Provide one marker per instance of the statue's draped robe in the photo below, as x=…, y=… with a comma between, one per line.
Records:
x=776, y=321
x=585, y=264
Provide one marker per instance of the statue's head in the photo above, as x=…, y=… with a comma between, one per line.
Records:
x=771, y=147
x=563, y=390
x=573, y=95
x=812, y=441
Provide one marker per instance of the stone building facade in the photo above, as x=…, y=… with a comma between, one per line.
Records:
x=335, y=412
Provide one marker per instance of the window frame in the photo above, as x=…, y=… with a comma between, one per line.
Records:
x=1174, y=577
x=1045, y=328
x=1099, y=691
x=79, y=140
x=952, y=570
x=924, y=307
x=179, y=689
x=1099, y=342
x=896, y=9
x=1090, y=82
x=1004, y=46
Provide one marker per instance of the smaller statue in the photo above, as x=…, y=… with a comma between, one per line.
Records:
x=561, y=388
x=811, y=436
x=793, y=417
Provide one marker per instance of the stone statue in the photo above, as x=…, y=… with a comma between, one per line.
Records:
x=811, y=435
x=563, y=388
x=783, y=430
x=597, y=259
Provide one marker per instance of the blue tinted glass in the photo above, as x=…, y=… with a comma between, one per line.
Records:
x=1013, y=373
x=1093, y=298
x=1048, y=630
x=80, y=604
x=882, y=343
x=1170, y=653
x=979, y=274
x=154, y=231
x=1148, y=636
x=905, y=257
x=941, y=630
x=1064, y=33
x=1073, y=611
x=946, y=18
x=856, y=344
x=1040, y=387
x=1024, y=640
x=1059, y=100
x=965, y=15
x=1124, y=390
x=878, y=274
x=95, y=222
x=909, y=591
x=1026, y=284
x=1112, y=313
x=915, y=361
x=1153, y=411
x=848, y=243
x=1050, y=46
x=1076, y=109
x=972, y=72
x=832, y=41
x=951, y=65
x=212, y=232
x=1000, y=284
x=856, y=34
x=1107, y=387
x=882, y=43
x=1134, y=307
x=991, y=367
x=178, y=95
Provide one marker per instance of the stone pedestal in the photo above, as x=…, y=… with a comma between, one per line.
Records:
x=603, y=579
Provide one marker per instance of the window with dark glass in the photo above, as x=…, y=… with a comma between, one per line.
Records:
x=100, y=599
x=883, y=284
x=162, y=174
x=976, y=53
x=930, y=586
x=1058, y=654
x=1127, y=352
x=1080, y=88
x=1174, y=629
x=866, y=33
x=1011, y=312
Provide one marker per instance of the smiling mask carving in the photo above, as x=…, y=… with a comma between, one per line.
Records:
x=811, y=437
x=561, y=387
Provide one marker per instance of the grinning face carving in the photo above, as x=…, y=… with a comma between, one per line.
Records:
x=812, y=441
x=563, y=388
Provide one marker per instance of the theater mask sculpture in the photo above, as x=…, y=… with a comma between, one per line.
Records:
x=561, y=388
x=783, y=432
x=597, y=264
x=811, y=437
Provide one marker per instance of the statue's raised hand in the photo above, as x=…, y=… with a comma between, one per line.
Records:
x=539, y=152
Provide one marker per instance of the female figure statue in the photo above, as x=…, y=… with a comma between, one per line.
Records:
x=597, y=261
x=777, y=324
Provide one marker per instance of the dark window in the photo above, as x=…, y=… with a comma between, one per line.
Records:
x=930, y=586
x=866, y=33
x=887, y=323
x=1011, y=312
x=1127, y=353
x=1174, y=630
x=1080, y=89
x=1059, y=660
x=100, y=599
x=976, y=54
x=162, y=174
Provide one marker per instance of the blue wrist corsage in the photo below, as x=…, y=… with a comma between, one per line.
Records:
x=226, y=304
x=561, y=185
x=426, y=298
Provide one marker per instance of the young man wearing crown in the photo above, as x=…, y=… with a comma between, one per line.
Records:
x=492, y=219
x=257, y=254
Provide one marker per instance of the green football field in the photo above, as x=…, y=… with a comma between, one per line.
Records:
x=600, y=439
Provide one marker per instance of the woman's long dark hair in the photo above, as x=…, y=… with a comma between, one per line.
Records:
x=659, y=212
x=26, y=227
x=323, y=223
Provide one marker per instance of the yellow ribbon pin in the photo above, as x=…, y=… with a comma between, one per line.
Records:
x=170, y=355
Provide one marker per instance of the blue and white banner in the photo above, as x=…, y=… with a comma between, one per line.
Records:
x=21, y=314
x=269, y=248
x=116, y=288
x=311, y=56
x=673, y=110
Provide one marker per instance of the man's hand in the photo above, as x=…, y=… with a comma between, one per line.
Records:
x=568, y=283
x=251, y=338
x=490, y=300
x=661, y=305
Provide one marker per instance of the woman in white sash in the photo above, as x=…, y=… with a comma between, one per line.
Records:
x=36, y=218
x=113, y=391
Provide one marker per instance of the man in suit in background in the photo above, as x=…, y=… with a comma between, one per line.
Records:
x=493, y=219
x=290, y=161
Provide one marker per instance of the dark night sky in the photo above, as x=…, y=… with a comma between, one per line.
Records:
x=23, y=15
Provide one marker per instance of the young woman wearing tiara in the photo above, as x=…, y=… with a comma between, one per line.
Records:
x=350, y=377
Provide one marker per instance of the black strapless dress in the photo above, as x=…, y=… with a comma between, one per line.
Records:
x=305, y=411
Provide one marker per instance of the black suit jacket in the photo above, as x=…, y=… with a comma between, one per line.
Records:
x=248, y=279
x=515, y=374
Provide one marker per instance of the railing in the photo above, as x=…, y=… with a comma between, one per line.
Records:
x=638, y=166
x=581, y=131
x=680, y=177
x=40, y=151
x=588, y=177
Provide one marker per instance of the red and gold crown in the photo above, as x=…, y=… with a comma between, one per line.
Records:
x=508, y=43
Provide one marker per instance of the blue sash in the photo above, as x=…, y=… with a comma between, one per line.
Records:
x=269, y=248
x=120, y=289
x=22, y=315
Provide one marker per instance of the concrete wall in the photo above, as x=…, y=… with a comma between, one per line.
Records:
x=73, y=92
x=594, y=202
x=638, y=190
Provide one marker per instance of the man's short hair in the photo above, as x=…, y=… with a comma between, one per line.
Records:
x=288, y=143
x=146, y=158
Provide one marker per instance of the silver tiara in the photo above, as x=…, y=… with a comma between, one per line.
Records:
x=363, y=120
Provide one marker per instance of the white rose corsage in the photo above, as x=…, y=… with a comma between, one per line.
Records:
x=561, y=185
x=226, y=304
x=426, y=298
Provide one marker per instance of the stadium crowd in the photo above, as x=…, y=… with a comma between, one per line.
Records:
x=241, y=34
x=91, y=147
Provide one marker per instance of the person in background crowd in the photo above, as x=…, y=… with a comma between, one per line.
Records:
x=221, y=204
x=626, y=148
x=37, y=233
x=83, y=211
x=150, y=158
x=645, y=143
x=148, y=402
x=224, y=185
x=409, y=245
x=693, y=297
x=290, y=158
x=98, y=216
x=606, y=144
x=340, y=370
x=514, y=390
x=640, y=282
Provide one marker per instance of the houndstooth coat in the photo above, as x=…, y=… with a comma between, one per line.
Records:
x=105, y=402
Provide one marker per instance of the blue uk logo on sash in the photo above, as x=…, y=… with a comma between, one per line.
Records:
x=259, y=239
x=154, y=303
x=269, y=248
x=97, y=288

....................

Copy out the part of the material above that opens with the line containing "Provide one marker per instance of the young woman" and closes with the line containing "x=22, y=315", including both of those lines.

Provide one marker per instance of the young woman wearing tiara in the photo above, as x=…, y=… with a comma between, one per line.
Records:
x=350, y=377
Provide one marker per instance of the black strapless dress in the photo above, as x=…, y=… with a comma between, one per line.
Records:
x=305, y=411
Provide one marker per instance of the black suit jacket in the photo above, as x=…, y=… with a comma between, one per line.
Records:
x=248, y=279
x=515, y=374
Provide one marker per instance of the railing in the photo above, as x=…, y=… with a comma between, one per line.
Records:
x=638, y=166
x=581, y=131
x=680, y=177
x=40, y=151
x=588, y=177
Provide one marker per instance of the red and gold crown in the photo above, as x=…, y=… with a comma between, one per line.
Records:
x=508, y=43
Provide one marker per instance of the blue sash in the photo above, as x=…, y=… with a comma between, one per line.
Records:
x=269, y=248
x=120, y=289
x=22, y=315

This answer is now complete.